WRITTEN REQUEST:
Can you pull out every line in the entries below that contains the word "green", matching case exactly?

## BEGIN

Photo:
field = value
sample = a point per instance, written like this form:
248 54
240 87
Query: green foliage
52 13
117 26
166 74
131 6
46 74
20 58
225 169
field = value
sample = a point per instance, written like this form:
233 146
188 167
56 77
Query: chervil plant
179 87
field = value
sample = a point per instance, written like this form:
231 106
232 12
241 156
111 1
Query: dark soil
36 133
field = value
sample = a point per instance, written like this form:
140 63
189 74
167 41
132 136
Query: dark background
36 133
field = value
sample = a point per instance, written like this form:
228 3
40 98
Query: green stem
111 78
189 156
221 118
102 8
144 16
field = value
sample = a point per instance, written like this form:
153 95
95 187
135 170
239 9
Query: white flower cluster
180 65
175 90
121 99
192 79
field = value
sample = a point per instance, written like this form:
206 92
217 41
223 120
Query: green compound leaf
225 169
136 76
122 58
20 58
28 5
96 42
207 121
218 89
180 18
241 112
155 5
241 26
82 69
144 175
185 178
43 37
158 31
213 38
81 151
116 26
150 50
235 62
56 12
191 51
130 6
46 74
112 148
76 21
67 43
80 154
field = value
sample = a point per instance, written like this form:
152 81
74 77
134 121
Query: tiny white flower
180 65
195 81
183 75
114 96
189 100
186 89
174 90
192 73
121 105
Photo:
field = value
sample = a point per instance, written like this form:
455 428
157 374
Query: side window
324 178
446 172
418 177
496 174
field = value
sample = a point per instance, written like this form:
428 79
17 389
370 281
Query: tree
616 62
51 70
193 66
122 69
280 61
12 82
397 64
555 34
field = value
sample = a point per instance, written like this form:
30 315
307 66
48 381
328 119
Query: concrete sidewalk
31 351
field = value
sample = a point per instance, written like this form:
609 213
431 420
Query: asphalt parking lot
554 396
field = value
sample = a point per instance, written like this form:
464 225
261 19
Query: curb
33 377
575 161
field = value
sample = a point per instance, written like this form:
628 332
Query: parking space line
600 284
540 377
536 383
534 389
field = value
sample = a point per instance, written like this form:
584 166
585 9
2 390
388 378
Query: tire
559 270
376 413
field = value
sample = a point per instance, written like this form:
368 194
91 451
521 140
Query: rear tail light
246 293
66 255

## END

FINAL ANSWER:
Query: green foliage
Query: green stem
Query: green compound leaf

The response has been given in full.